DATA SHOWN
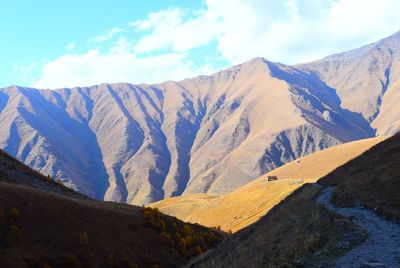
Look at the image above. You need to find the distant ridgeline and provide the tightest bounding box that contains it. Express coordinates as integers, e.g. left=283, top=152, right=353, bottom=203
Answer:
left=0, top=31, right=399, bottom=205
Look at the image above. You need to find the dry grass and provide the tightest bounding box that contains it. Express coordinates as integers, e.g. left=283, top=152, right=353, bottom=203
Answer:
left=188, top=184, right=364, bottom=267
left=186, top=135, right=398, bottom=267
left=0, top=149, right=226, bottom=268
left=152, top=137, right=384, bottom=232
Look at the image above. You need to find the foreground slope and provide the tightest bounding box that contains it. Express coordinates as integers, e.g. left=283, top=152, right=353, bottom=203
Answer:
left=0, top=57, right=373, bottom=205
left=0, top=150, right=85, bottom=200
left=188, top=133, right=400, bottom=267
left=0, top=150, right=224, bottom=268
left=188, top=184, right=364, bottom=267
left=151, top=137, right=384, bottom=232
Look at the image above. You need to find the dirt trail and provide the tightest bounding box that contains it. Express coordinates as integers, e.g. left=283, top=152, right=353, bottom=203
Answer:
left=317, top=186, right=400, bottom=267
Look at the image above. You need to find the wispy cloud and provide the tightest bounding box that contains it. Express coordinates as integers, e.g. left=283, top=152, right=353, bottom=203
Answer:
left=65, top=42, right=75, bottom=51
left=13, top=61, right=38, bottom=85
left=89, top=27, right=124, bottom=43
left=33, top=50, right=215, bottom=89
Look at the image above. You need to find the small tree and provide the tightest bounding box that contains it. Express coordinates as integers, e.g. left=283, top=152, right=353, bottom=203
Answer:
left=80, top=232, right=89, bottom=247
left=178, top=238, right=187, bottom=257
left=194, top=245, right=203, bottom=256
left=183, top=224, right=192, bottom=236
left=10, top=208, right=20, bottom=220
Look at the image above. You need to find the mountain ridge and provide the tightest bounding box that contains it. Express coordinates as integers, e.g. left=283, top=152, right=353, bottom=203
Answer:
left=0, top=31, right=399, bottom=205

EXERCISE PROMPT
All lines in the preceding records that hold the word "tightest" need to be copied.

RESPONSE TO THIS TASK
Look at the image above. You need to find the distant ridgeline and provide the tightest bounding box that contains it. Express coordinates as integers, e.g. left=283, top=152, right=353, bottom=203
Look at the image above. You need to find the dry grass and provide the tightest bounding box that contains it. Express coordinates as integers, e.g. left=283, top=152, right=353, bottom=203
Look at the image above. You need to find the foreground slope and provide the tightest bounding box that contains it. Express coordinates as integers, e.g. left=283, top=152, right=353, bottom=203
Look at the image above. You need to find the dirt trail and provide the tightest bounding box that contains it. Express coordinates as integers, e.g. left=283, top=152, right=353, bottom=203
Look at the image above. You need to find the wispy cloud and provide the tightest bounding box that contains it. Express coordinates as integers, e.g. left=283, top=152, right=353, bottom=203
Look at the image above. You need to find the small tree and provide the tightest bounding box that contains it. Express coordinates as integers, e.g. left=283, top=152, right=353, bottom=203
Look at the image above. You need to find the mountain ridge and provide the tightest bounding box that contains it. Express coordinates as integers, e.g. left=283, top=152, right=353, bottom=203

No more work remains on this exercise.